_Problem to solve:_ Please output every record exactly, keeping each line as it is.

Data under study section start

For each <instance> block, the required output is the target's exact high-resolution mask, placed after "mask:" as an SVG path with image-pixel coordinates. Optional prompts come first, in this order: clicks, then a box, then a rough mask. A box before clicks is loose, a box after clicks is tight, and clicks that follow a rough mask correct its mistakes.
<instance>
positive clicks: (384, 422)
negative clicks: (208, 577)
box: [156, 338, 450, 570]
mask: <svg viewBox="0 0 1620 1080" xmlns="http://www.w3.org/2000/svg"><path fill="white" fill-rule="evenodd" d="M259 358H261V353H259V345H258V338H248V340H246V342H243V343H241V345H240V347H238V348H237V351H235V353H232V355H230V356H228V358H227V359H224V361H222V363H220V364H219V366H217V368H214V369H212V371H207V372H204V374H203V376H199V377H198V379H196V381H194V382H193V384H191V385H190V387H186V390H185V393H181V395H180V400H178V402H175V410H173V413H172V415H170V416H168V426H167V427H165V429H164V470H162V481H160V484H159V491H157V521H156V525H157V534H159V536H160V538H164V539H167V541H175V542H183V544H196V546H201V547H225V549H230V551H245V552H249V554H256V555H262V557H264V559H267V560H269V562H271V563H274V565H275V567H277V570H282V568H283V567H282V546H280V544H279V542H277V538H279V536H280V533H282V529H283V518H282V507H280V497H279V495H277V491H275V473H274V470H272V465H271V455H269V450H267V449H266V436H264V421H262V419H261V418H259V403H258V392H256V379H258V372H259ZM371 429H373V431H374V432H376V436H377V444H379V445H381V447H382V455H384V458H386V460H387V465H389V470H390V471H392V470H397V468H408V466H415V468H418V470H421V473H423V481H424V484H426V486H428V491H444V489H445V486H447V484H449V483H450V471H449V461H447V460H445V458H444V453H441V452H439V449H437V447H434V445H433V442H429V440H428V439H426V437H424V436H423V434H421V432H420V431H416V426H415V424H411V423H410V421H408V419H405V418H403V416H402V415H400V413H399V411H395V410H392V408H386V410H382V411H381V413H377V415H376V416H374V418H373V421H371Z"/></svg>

Data under study section end

_Problem solution:_
For each <instance> block, the required output is the target's exact high-resolution mask, placed after "mask:" as an SVG path with image-pixel coordinates. Optional prompts come first, in this order: clicks, then a box, then a rough mask. A box before clicks is loose, a box after clicks is tight, and clicks that follow a rough mask correct its mistakes.
<instance>
positive clicks: (384, 422)
negative clicks: (208, 577)
box: [156, 338, 450, 570]
mask: <svg viewBox="0 0 1620 1080" xmlns="http://www.w3.org/2000/svg"><path fill="white" fill-rule="evenodd" d="M259 358H261V353H259V345H258V338H248V340H246V342H243V343H241V345H240V347H238V348H237V351H235V353H232V355H230V356H228V358H227V359H224V361H222V363H220V364H219V366H217V368H214V369H212V371H207V372H204V374H203V376H199V377H198V379H196V381H194V382H193V384H191V385H190V387H186V390H185V393H181V395H180V400H178V402H175V410H173V413H172V415H170V416H168V426H167V427H165V429H164V470H162V481H160V484H159V491H157V521H156V525H157V534H159V536H160V538H164V539H167V541H175V542H183V544H196V546H201V547H225V549H230V551H245V552H249V554H256V555H262V557H264V559H267V560H269V562H271V563H274V565H275V567H277V570H282V568H283V567H282V546H280V544H279V542H277V538H279V536H280V533H282V529H283V518H282V507H280V497H279V495H277V491H275V473H274V470H272V465H271V455H269V450H267V449H266V436H264V421H262V419H261V418H259V403H258V392H256V379H258V372H259ZM371 429H373V431H374V432H376V436H377V444H379V445H381V447H382V455H384V458H386V460H387V465H389V470H390V471H392V470H397V468H408V466H415V468H418V470H421V473H423V481H424V484H426V486H428V491H444V489H445V486H447V484H449V483H450V471H449V461H447V460H445V458H444V453H441V452H439V449H437V447H434V445H433V442H429V440H428V439H426V437H424V436H423V434H421V432H420V431H416V426H415V424H411V423H410V421H408V419H405V418H403V416H402V415H400V413H399V411H395V410H392V408H386V410H382V411H381V413H377V415H376V416H374V418H373V421H371Z"/></svg>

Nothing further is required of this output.